## Request
Rewrite the items below as a JSON list of strings, one string per line and no strings for blank lines, omitting the pictures.

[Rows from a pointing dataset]
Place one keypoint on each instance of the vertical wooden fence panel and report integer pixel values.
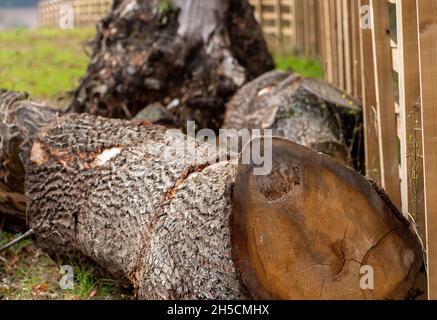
(371, 140)
(427, 12)
(410, 113)
(387, 130)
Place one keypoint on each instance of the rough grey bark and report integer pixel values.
(188, 55)
(111, 190)
(307, 111)
(19, 121)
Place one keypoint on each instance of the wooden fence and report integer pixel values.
(383, 52)
(84, 12)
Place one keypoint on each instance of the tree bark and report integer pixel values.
(182, 228)
(307, 111)
(188, 55)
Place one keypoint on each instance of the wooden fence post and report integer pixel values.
(387, 130)
(427, 25)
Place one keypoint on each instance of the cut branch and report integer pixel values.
(180, 228)
(189, 56)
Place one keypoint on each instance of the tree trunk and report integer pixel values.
(188, 55)
(177, 227)
(307, 111)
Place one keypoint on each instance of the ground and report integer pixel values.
(48, 64)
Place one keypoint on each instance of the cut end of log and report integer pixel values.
(313, 229)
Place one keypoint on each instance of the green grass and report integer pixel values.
(45, 63)
(29, 273)
(48, 64)
(306, 67)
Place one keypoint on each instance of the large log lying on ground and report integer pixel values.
(188, 55)
(307, 111)
(198, 228)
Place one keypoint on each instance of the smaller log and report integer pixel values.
(201, 228)
(307, 111)
(20, 119)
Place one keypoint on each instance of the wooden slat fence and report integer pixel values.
(85, 12)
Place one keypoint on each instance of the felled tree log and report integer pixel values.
(20, 120)
(198, 228)
(307, 111)
(188, 55)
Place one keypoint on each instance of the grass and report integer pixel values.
(29, 273)
(45, 63)
(310, 68)
(48, 64)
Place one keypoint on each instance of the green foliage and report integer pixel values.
(306, 67)
(45, 63)
(29, 273)
(165, 7)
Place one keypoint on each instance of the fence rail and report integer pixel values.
(82, 12)
(384, 52)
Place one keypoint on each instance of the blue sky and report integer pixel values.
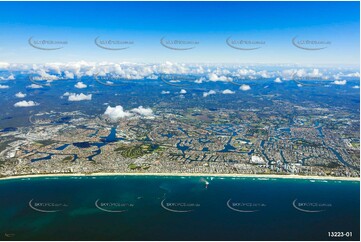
(209, 23)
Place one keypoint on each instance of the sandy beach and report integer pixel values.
(265, 176)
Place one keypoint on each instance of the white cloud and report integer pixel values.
(143, 111)
(9, 78)
(26, 104)
(211, 92)
(227, 91)
(340, 82)
(73, 97)
(20, 95)
(116, 113)
(200, 80)
(278, 80)
(80, 85)
(4, 86)
(214, 77)
(35, 86)
(245, 87)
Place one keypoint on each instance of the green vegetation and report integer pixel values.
(138, 167)
(136, 151)
(68, 158)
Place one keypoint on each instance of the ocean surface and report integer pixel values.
(177, 208)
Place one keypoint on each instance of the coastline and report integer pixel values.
(265, 176)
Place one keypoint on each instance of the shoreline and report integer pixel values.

## Problem solution
[
  "Place one keypoint on each instance of the vertical wooden fence panel and report integer pixel values.",
  "(371, 140)",
  "(427, 12)",
  "(410, 113)",
  "(387, 130)",
  "Place one keypoint on each instance of the rough grey bark and report integer pixel values.",
  "(188, 55)",
  "(111, 190)",
  "(307, 111)",
  "(19, 121)",
  "Place one keypoint on each instance of the wooden fence and report integer pixel values.",
  "(383, 52)",
  "(84, 12)",
  "Place one keypoint on each instance of the tree bark and report integer pixel values.",
  "(182, 228)",
  "(307, 111)",
  "(188, 55)",
  "Place one keypoint on each instance of the wooden fence post and report integer pixel values.",
  "(387, 130)",
  "(427, 25)",
  "Place one keypoint on each instance of the cut branch and report integer pixel values.",
  "(180, 228)",
  "(189, 56)",
  "Place one keypoint on each instance of the tree trunk and report integer pixel values.",
  "(188, 55)",
  "(177, 227)",
  "(307, 111)",
  "Place one keypoint on each instance of the ground and report integer pixel values.",
  "(48, 64)",
  "Place one keypoint on each instance of the cut end of log and report integer pixel values.",
  "(313, 229)",
  "Place one keypoint on each instance of the green grass and report integer pixel values.",
  "(45, 63)",
  "(29, 273)",
  "(48, 64)",
  "(306, 67)",
  "Place one keypoint on each instance of the large log lying on ground and report integer pixel values.",
  "(188, 55)",
  "(307, 111)",
  "(198, 228)",
  "Place one keypoint on each instance of the smaller log and report integer pixel values.",
  "(201, 228)",
  "(307, 111)",
  "(20, 119)",
  "Place one keypoint on each instance of the wooden slat fence and report integer pixel values.",
  "(85, 12)",
  "Place one keypoint on each instance of the felled tree log and report integer pixel values.",
  "(20, 120)",
  "(198, 228)",
  "(307, 111)",
  "(188, 55)",
  "Place one keypoint on each instance of the grass and report integer pixel values.",
  "(29, 273)",
  "(45, 63)",
  "(310, 68)",
  "(48, 64)",
  "Place one keypoint on each instance of the green foliage and report integer pixel values.",
  "(306, 67)",
  "(45, 63)",
  "(29, 273)",
  "(165, 7)",
  "Place one keypoint on each instance of the fence rail and report integer pixel values.",
  "(82, 12)",
  "(384, 52)",
  "Place one keypoint on each instance of the blue sky and report integer pixel values.",
  "(209, 23)",
  "Place one keypoint on each instance of the sandy beach and report integer pixel values.",
  "(265, 176)",
  "Place one keypoint on each instance of the white cloud and report integer pixel values.",
  "(143, 111)",
  "(9, 78)",
  "(26, 104)",
  "(211, 92)",
  "(227, 91)",
  "(340, 82)",
  "(73, 97)",
  "(20, 95)",
  "(116, 113)",
  "(200, 80)",
  "(278, 80)",
  "(80, 85)",
  "(4, 86)",
  "(214, 77)",
  "(35, 86)",
  "(245, 87)",
  "Place one keypoint on each instance of the green vegetation and report integer pixel values.",
  "(138, 167)",
  "(136, 151)",
  "(68, 158)",
  "Place one keypoint on each instance of the ocean surface and report integer pixel values.",
  "(177, 208)",
  "Place one keypoint on each instance of the coastline and report integer pixel values.",
  "(265, 176)",
  "Place one keypoint on each instance of the shoreline and report integer pixel values."
]